Whatever the records say, give every one of them again exactly.

• Extracted records:
►

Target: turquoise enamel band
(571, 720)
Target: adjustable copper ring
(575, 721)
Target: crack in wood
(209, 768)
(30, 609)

◄

• Written solution:
Target: turquoise enamel band
(571, 720)
Target: adjustable copper ring
(575, 721)
Target: crack in wood
(209, 768)
(30, 609)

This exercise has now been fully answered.